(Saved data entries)
*-*-*

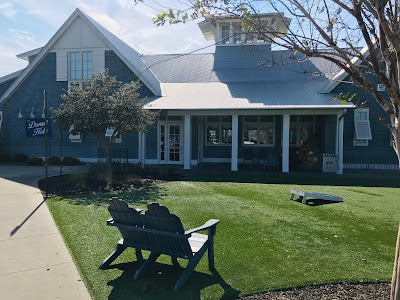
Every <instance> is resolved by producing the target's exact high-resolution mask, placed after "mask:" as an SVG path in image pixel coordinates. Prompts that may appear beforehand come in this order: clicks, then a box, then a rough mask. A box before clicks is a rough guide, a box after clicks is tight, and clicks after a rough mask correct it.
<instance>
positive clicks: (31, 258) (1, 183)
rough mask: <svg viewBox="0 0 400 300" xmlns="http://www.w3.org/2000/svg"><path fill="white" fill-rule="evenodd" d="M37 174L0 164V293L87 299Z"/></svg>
mask: <svg viewBox="0 0 400 300" xmlns="http://www.w3.org/2000/svg"><path fill="white" fill-rule="evenodd" d="M80 170H81V167H69V168H65V169H64V172H65V173H68V172H79V171H80ZM49 174H53V175H56V174H58V169H57V168H51V169H50V171H49ZM42 177H44V168H42V167H22V166H21V167H19V166H18V167H16V166H4V165H0V291H1V298H2V299H13V300H15V299H40V300H44V299H78V300H80V299H90V296H89V293H88V291H87V290H86V287H85V285H84V284H83V282H82V280H81V279H80V276H79V273H78V270H77V269H76V267H75V264H74V263H73V261H72V258H71V255H70V254H69V252H68V250H67V248H66V246H65V244H64V241H63V239H62V237H61V235H60V233H59V232H58V229H57V227H56V225H55V223H54V221H53V218H52V217H51V215H50V212H49V210H48V208H47V205H46V204H45V202H44V201H43V197H42V194H41V192H40V191H39V189H38V188H37V181H38V179H40V178H42Z"/></svg>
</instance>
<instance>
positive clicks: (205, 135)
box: [204, 116, 232, 147]
mask: <svg viewBox="0 0 400 300" xmlns="http://www.w3.org/2000/svg"><path fill="white" fill-rule="evenodd" d="M207 117H218V121H214V122H209V121H208V120H207ZM207 117H206V124H205V136H204V137H205V145H206V146H213V147H218V146H230V145H232V142H231V143H221V141H222V128H223V127H224V126H226V127H228V128H230V130H231V134H232V121H231V122H223V121H222V117H224V116H207ZM208 126H217V128H218V135H219V138H220V140H221V141H220V142H218V144H214V143H210V142H209V141H208Z"/></svg>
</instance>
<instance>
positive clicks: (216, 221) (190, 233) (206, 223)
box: [185, 219, 220, 235]
mask: <svg viewBox="0 0 400 300" xmlns="http://www.w3.org/2000/svg"><path fill="white" fill-rule="evenodd" d="M219 222H220V221H219V220H217V219H211V220H208V221H207V222H206V223H205V224H204V225H203V226H200V227H196V228H193V229H190V230H188V231H185V234H192V233H193V232H197V231H202V230H208V233H209V234H211V235H214V234H215V231H216V230H215V229H216V227H217V224H218V223H219Z"/></svg>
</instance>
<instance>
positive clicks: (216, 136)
mask: <svg viewBox="0 0 400 300" xmlns="http://www.w3.org/2000/svg"><path fill="white" fill-rule="evenodd" d="M206 144H207V145H209V146H215V145H229V144H232V116H208V117H207V120H206Z"/></svg>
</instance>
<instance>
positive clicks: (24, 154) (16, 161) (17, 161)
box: [13, 153, 29, 163]
mask: <svg viewBox="0 0 400 300" xmlns="http://www.w3.org/2000/svg"><path fill="white" fill-rule="evenodd" d="M28 158H29V156H28V155H26V154H23V153H15V154H14V157H13V161H14V162H17V163H22V162H26V161H27V160H28Z"/></svg>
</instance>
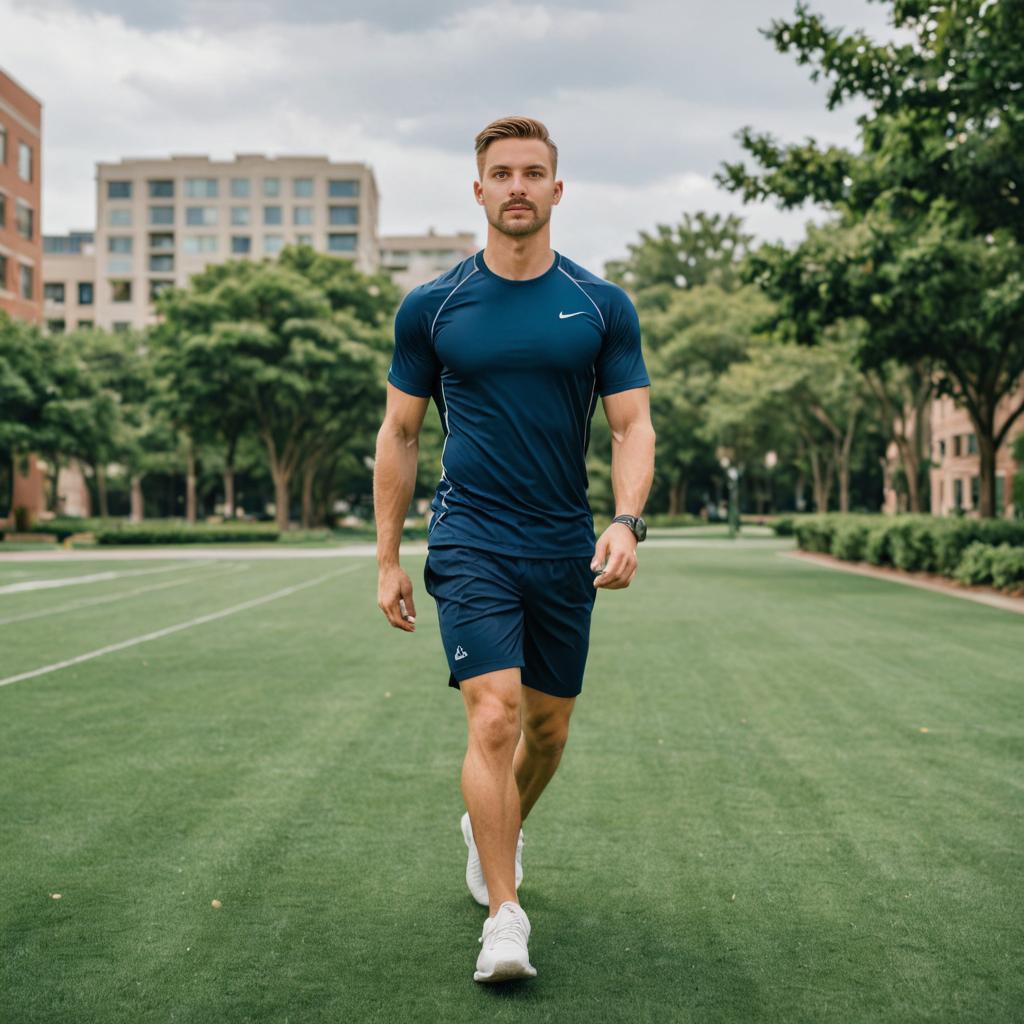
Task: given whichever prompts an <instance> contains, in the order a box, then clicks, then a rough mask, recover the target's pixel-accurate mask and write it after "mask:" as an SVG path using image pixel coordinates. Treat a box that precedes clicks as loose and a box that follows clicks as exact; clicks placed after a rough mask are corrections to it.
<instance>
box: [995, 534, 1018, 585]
mask: <svg viewBox="0 0 1024 1024" xmlns="http://www.w3.org/2000/svg"><path fill="white" fill-rule="evenodd" d="M992 583H994V584H995V586H996V587H1001V588H1002V589H1004V590H1020V589H1021V588H1024V548H1015V547H1012V546H1011V545H1009V544H1000V545H999V546H998V547H997V548H993V549H992Z"/></svg>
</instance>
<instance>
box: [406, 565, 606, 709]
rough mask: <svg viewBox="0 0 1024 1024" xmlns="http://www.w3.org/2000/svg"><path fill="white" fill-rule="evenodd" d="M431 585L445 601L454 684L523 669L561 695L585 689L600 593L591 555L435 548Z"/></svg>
mask: <svg viewBox="0 0 1024 1024" xmlns="http://www.w3.org/2000/svg"><path fill="white" fill-rule="evenodd" d="M423 582H424V584H425V586H426V588H427V593H428V594H430V595H431V597H433V599H434V601H435V602H436V603H437V617H438V620H439V622H440V627H441V642H442V643H443V645H444V653H445V654H446V655H447V660H449V668H450V669H451V671H452V674H451V677H450V678H449V685H450V686H455V687H456V688H457V689H458V687H459V682H460V680H463V679H471V678H472V677H473V676H479V675H482V674H483V673H485V672H495V671H497V670H498V669H514V668H519V669H521V670H522V672H521V679H522V682H523V683H524V684H525V685H526V686H530V687H532V688H534V689H536V690H541V691H542V692H544V693H550V694H551V695H552V696H556V697H574V696H575V695H577V694H578V693H579V692H580V690H581V689H582V687H583V673H584V669H585V668H586V665H587V648H588V646H589V644H590V616H591V612H592V611H593V609H594V599H595V597H596V594H597V591H596V590H595V588H594V573H593V572H592V571H591V568H590V557H589V556H588V557H586V558H580V557H573V558H521V557H518V556H516V555H502V554H498V553H496V552H493V551H481V550H477V549H475V548H458V547H452V548H431V549H430V550H429V552H428V554H427V563H426V565H425V566H424V568H423Z"/></svg>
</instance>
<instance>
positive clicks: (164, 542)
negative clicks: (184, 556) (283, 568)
mask: <svg viewBox="0 0 1024 1024" xmlns="http://www.w3.org/2000/svg"><path fill="white" fill-rule="evenodd" d="M280 537H281V532H280V530H278V528H276V527H274V526H244V525H234V526H231V525H227V524H224V525H222V526H221V525H212V526H207V525H196V526H189V525H187V524H173V525H165V526H161V525H157V524H152V525H146V524H144V523H139V524H138V525H137V526H118V527H115V528H113V529H100V530H97V531H96V543H97V544H104V545H109V544H254V543H261V544H266V543H268V542H273V541H276V540H278V539H279V538H280Z"/></svg>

*-*-*

--- TASK BRIEF ---
Every line in the records above with the string "target" in it should be shown.

--- SOLUTION ---
Every <instance> is resolved by producing the target's exact high-resolution mask, placed after "mask:" as an SVG path in image pixel coordinates. Prompts that may appear beforehand come in this order: clicks, then a box, then a rough mask. A box before clicks is a rough guide, a box after clicks is tight, and clicks after a rough mask correct it.
Task: given whichever prompts an <instance> contains, in the order a box, then clicks, then a rough mask, recover the target's pixel-accurate mask and write it after "mask:" as an SVG path using image pixel coordinates. Treat a box that precedes clicks as loose and a box that follows clicks as exact; clicks placed after a rough mask are corrections to it.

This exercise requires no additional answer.